Source document:
-------

Re: RDF 1.1 IRIs and %-escaping

Graham,

On 21 Aug 2012, at 12:39, Graham Klyne wrote:
> While I support the thrust and direction of the change to %-escaping of spaces, I think you're being too dismissive of the (possible) legacy base.  

Where is this legacy base? So far, it is purely hypothetical.

> Given that the current RDF specification does allow spaces in RDF URI references, I think it would be appropriate to invoke the Postel Principle ("be conservative in what you do, be liberal in what you accept from others").

The Robustness Principle is a guideline for implementations, not standards.

> In this case, I'd suggest something like:
> [[
> RDF applications SHOULD generate IRIs in which spaces are %-encoded, but MAY accept RDF containing RDF URI references in which spaces are not %-escaped.
> ]]

The effect would be that some implementations accept unescaped spaces and pass them on to the next system in the chain, which may or may not halt and catch fire. It just makes it harder to predict at what point in the processing chain things blow up. This seems unwise.

By the way, RDF Concepts doesn't say that applications have to reject IRIs with spaces. It only says that data with IRIs that contain spaces is not RDF. RDF Concepts does not prescribe how applications handle non-RDF (or broken RDF) data. How to make broken RDF interoperable is a fascinating and important topic (I've spent half a year building parsers and extractors that ingest HTML tag soup), but in no way a topic that's ripe for standardization, and certainly not in this WG.

>> 1. RDF 2004 is the only standard on the planet that allows spaces in URIs/IRIs
> 
> http://www.w3.org/TR/xmlschema-2/#anyURI

You mean this bit?

[[
Note:  Spaces are, in principle, allowed in the ·lexical space· of anyURI, however, their use is highly discouraged (unless they are encoded by %20).
]]

>> 2. This is the result of historical accident and WG timing (the IRI spec was still in draft status, and the 2004 RDF-WG thought it important to remain compatible with early IRI drafts)
> 
> It may be, but there is now code that is based on this historical accident.  I came across this as a problem precisely because I was working with an RDF library, trying to follow specifications in good faith, and ended up generating URIs with spaces that are rejected by other applications.

How is this relevant? This other application is surely not an RDF 1.1 application but an RDF 2004 application. Interoperability for URIs with spaces is poor in RDF 2004 implementations, we know that.

-------

Brief 1:
Locate each line in the rows below that contains the word "dark", and copy those lines out.

Point annotation records:
-------

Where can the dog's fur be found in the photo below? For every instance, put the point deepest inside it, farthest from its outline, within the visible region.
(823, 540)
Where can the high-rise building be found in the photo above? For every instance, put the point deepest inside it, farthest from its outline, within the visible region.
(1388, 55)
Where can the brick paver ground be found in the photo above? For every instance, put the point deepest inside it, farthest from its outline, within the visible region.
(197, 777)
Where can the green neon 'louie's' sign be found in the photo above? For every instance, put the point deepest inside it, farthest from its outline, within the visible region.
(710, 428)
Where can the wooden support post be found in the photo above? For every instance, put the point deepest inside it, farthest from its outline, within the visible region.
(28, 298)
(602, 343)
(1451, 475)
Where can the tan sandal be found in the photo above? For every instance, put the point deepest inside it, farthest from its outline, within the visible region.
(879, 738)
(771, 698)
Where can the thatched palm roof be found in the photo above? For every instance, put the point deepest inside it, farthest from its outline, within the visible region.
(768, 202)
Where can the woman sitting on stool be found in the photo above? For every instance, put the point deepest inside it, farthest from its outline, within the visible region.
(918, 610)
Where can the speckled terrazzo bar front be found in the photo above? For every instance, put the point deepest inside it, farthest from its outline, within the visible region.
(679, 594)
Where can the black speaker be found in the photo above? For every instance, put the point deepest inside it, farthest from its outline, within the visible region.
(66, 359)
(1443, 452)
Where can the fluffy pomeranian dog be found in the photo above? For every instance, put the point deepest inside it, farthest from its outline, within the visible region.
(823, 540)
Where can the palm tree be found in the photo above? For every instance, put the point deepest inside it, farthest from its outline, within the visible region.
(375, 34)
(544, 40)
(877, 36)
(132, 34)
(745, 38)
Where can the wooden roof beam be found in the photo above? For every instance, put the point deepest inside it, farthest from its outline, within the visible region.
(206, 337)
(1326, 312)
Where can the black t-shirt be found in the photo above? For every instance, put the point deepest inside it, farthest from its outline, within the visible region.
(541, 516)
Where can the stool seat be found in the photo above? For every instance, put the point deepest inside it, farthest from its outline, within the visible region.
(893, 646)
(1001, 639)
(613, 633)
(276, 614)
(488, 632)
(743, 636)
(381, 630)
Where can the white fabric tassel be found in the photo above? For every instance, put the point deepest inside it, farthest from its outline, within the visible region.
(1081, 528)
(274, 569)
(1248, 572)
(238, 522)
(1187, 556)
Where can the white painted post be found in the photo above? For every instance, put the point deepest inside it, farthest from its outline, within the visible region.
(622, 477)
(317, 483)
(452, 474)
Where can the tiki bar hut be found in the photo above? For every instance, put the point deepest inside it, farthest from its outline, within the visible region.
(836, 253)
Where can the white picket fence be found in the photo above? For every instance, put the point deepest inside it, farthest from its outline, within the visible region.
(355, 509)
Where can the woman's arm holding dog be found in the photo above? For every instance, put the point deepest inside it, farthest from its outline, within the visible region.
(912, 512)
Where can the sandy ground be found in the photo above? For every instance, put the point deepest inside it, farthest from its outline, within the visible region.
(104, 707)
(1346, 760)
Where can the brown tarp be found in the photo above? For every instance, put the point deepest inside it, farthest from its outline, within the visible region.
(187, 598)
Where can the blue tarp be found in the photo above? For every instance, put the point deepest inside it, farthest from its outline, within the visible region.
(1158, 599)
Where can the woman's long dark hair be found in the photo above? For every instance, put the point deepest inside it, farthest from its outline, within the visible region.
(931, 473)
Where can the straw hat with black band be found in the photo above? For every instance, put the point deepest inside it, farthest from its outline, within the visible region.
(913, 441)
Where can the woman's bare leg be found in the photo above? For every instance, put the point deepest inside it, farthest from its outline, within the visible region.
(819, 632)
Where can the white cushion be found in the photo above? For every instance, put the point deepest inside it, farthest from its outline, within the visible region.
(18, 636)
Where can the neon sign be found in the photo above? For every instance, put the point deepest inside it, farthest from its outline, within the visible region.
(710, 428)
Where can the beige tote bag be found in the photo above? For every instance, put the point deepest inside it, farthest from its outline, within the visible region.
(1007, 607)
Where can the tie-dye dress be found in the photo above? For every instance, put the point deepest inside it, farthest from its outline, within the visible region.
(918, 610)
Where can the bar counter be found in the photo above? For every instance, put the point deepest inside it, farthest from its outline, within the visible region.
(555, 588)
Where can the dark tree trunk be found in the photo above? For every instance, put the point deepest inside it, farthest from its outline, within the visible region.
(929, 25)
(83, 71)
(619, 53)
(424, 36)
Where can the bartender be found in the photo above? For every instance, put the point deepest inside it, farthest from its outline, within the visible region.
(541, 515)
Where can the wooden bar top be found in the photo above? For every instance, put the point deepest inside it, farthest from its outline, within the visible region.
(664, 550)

-------

Brief 2:
Resume the email reply above about %-escaping spaces in RDF IRIs, continuing from its last sentence.

Exercise answer 1:
Where can the woman's long dark hair be found in the photo above? For every instance, put the point deepest inside it, farthest from its outline, within the visible region.
Where can the dark tree trunk be found in the photo above? For every instance, put the point deepest inside it, farthest from its outline, within the visible region.

Exercise answer 2:
Your proposed course of action -- continue to allow spaces in URIs -- will not fix your interoperability problem, as we already know that this design has never been consistently implemented, and is unlikely to be in the future.

The WG's intended course of action -- following the IRI standard -- may actually improve the situation in the future by moving us towards a situation where spaces in IRIs are consistently rejected / not produced.

>> 5. Not a single instance where spaces in URIrefs are used intentionally has been shown
> 
> I did this in a mapping from file names to URIs.  (I can change my code, but it counts as a single instance, and others may have done something similar.)

Ok, that's one instance.

And yeah I've seen situations where file names were simply used verbatim as URIs more than once, but those are generally not intentionally, and will fail for other reasons (e.g., backslashes).

>> 7. The RDF-WG charter asks the WG to update RDF to follow SPARQL with regard to IRIs
> 
> The charter also says: "any valid RDF graphs (in terms of the RDF 2004 version) should remain valid in terms of a new version of RDF" and "Care should be taken to not jeopardize exisiting RDF deployment efforts and adoption. In case of doubt, the guideline should be not to include a feature in the set of additions if doing so might raise backward compatibility issues."

I don't read this as forbidding fixes of corner cases, especially where these corner cases already won't work with the SPARQL Recommendations.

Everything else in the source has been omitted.